**Data shown**
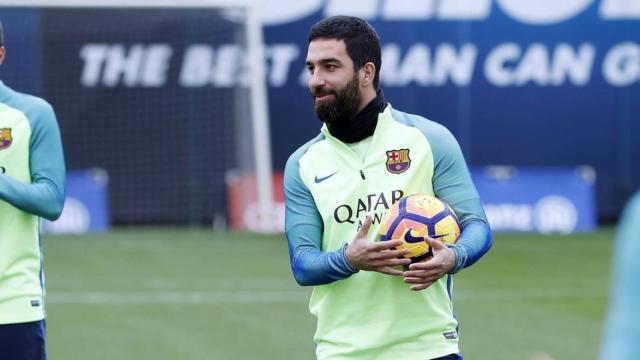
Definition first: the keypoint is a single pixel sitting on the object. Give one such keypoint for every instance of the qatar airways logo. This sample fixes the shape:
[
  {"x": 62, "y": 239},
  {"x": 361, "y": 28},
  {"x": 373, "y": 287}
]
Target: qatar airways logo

**Brief**
Your task is to find every line above containing the word "airways" and copy it.

**Response area**
Definition first: the keypoint is a single pixel sitting on the object. Give one such keypoint for every instance of the qatar airways logo. This sample fixes the shape:
Target: qatar airways logo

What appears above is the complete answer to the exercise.